TO DO: Write the next part of the piece about fear and the Mt. Timpanogos hike, picking up after its last line.
(Beginning of TEXT SHOWN)
Fear can by crippling. Fear can change our lives. Fear can make us do things that simply do not make sense.

I first came across the F.E.A.R. acronym after witnessing a terrific presentation by artist Erik Wahl at a conference. The acronym of course refers to False Evidence Appearing Real. (You can check out one similar such presentation by Erik on YouTube. I have it linked to the beginning of the F.E.A.R. part.)

To be clear, the evidence is not always false, but frequently is, and based upon limited information we may have at the time combined with our inability to fully perceive the situation.

I have a good example of this from my own life. Last summer, I hiked up Mt. Timpanogos, which is within a short distance of my home. (I wrote about that hike here.) I literally look at the mountain everyday as it looms over my house. I can’t avoid seeing it every time I go out the front door. It towers at 11,700 feet and is one of Utah’s tallest mountains.

Mt. Timpanogos

It is important to know as this story goes on, that I have a fear of heights.

The ascent to the top is about 7 miles. The hike is stunningly beautiful. I had no problems until I got within hundreds of feet from the top. We are crossing a section of the trail that was a narrow path with a pretty steep drop.

At this time, two years of anticipation and the almost 7 miles of the hike that day had given me ample time and fuel to whip myself into an emotional frenzy. By the time I reached the last few steps of the summit, I was so blinded by my all-consuming fear and anxiety that I could not clear see the REAL situation.

So when I arrived at this short stretch on the ascent (shown in photo), I felt as if I was crossing a 3-inch unstable path, clinging to jagged rocks on one side with an 11,000 foot drop down the cliffs of eternal death and damnation on the other side.


I was literally crying real tears based upon false evidence.

The scene of my crippling F.E.A.R.
(End of TEXT SHOWN)
(Beginning of STORED DATA)
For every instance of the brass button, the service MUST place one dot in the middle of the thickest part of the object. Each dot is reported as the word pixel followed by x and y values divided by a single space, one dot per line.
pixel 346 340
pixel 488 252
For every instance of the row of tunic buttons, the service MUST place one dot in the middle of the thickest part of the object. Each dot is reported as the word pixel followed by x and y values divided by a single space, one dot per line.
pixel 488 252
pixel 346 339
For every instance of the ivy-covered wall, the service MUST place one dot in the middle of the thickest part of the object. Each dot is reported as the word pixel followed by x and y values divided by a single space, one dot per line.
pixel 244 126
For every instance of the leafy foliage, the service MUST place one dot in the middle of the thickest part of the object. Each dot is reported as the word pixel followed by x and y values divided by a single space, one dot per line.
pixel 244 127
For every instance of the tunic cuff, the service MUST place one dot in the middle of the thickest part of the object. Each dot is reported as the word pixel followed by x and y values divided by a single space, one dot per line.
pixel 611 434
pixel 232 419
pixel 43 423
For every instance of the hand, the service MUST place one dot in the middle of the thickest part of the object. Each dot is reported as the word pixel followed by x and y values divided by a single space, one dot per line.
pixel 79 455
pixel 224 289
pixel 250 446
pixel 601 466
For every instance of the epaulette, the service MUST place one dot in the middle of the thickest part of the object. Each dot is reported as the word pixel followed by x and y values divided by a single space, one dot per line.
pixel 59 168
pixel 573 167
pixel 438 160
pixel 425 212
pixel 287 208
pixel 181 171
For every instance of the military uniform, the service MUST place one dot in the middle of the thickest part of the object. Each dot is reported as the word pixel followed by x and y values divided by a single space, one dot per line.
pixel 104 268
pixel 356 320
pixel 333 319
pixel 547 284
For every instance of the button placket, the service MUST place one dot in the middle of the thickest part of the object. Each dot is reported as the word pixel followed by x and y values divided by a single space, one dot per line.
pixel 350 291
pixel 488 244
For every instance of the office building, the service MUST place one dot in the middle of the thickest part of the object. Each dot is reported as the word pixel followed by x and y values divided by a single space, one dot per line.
(End of STORED DATA)
TASK OUTPUT:
If you look closely, and I actually performed a rough estimate, the width of the trail was between two and three feet as shown by the red arrow. The drop from the trail was not a sheer drop, and while not clearly shown in the photo, was not very high from the switchback trail below.

While I can analyze this factually now that the hike is over. At the time, my FEAR was creating a dramatic story that including a wealth of false evidence.

This is corroborated by the fact on the way down when we crossed the same spot as shown above, I literally said, “What’s the big deal?”  

The fact is that the trail did not change during this time we were at the summit. But something did change – me. My anxiety had let go of its clenching grip on my mind, my fears, my ability to think. I had calmed down and was actually able to see with my eyes rather than with my revved up, falsely led emotions.

The same type of fear can grip is in a myriad of settings. Professionally, one of the ways this happens is when there is “restructuring ” taking place within your organization. All too often when these become known, there is a void of information about details and what it means for the company, your team, and most specifically, your job.

In the absence of information, people will make up their own stories. For some reason, when this happens, the made-up story is typically a worst-case scenario that does not bode well for you and for others about whom you are concerned. 

I find this fascinating.

While I have done the exact same thing in similar situations, I have now found a different response. 

If you find yourself in that type of void, where things are changing and yet you have little information or control about the change, see if you can find a neutral and patient position that allows you to wait for more helpful and determinative guidance. Another option is to think about potential scenarios where there could be favorable, positive and helpful outcomes.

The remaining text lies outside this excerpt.